▸ Excerpted text
>>
You say you are using " trunk 11 "in your recent issues. Can you post what the last commit in your Git 11 branch repo is for both of the issues? That way we'll know exactly where the 11 version is that you are using.

By: Rusty Newton (rnewton) 2015-07-24 18:51:24.033-0500

Dade can you post new logs when the issue occurs next, with the new logs including a SIP trace? (sip set debug on)

By: Asterisk Team (asteriskteam) 2015-08-15 12:00:22.260-0500

Suspended due to lack of activity. This issue will be automatically re-opened if the reporter posts a comment. If you are not the reporter and would like this re-opened please create a new issue instead. If the new issue is related to this one a link will be created during the triage process. Further information on issue tracker usage can be found in the Asterisk Issue Guidlines [1].

[1] https://wiki.asterisk.org/wiki/display/AST/Asterisk+Issue+Guidelines

By: Nicole McIntosh (atna99) 2015-08-17 17:38:09.098-0500

new debug log added, this time with sip debug enabled.

also attached is the full backtrace.

By: Nicole McIntosh (atna99) 2015-08-18 15:37:06.514-0500

This is a longer and better version of the previous debug log. This contains the sip trace information for the call that was happening when the crash occurred.

useful:
Call-ID: k1lpln5covu6200bqra9
Call Code: C-00005a40

By: Michael Balen (aeinstein) 2015-12-23 08:25:49.062-0600

This error drives me crazy. I got this several times a day. Also it affects all Asterisk versions(11,13) including the last git version(GIT-master-f0b4375M) with the last pjproject2.4.5-svn. Clients are Chrome 47 with wss, encryption sdes, wss over stunnel. btw same problem with dtls and stunnel or not.

By: Dade Brandon (dade) 2015-12-23 13:10:45.241-0600

You can work around this 100% in Asterisk-11 by putting "cache_res=PJ_FALSE;" in res/pjproject/pjnath/src/pjnath/stun_session.c at the top of the function pj_stun_session_send_message (ie right before the PJ_ASSERT_RETURN macro call, but after pj_status_t status;

That causes the corruption to cached_response_list to not happen, because nothing is ever added to that list structure.  The corruption occurs because the timer that is created to remove items from the cache doesn't lock.  This will also solve likely all of your deadlocks, since sometimes the corruption causes a null pointer dereference, other times it check_cached_response is in its loop, and "t" will never be == &sess->cached_response_list.
<<
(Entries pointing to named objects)
>>
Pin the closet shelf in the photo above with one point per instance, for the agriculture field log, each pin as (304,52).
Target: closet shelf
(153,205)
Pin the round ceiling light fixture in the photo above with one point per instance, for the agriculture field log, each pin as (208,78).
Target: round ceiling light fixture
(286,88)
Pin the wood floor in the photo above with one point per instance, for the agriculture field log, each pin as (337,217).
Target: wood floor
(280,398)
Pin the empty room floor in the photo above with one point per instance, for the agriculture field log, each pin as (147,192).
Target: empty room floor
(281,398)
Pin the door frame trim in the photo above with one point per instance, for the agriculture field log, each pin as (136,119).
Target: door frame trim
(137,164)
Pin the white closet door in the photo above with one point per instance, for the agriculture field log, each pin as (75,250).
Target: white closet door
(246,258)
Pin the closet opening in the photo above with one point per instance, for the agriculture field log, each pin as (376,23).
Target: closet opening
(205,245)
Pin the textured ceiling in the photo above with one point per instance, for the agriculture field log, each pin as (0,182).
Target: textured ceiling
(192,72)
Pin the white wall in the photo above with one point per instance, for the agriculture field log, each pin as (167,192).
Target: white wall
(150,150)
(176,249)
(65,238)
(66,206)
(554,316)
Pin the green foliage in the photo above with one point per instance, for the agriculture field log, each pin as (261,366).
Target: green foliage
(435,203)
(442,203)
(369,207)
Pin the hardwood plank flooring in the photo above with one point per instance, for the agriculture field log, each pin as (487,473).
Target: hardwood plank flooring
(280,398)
<<
▸ Written instruction
Continue the Asterisk issue thread from its last sentence.

▸ Expected output
Asterisk 11 includes an older version of pjproject.  -Newer pjproject appears to have solved this via a new group lock mechanism & an added lock in the timer that evicts from the  cached_response_list.  I've found to be difficult to backport the group lock mechanism, although one of my co-workers has been working on it, and will probably be able to contribute that work back to the 11 trunk after the holidays- _(text deleted because of reports that newer pjproject is affected by the same bug + is resolved by the same patch, so the list corruption must be occurring for a different reason other than the unlocked timer I mentioned)_.

I've reviewed the use for the cached_response_list, and it appears to be trivial, other than for protocol compliance.  Keep in mind that if you update pjproject in Asterisk-11, it has to be done in a manner which statically links the libs, the same way as Asterisk-11 already does.  That makes it pretty difficult to do.  i did it as a test before coming up with the cache_res=PJ_FALSE workaround, and had difficulty because even after fixing the non-backwards-compatible function calls in res_rtp_asterisk.c, we had new crashes (we didn't bother to debug since that implied an unknown amount of non-backwards-compatible changes to how Asterisk-11 would need to work with pjproject).  I am just saying this because I'm guessing there's at least a chance that you'd installed the updated pjproject as a shared lib, and Asterisk-11 was not using it.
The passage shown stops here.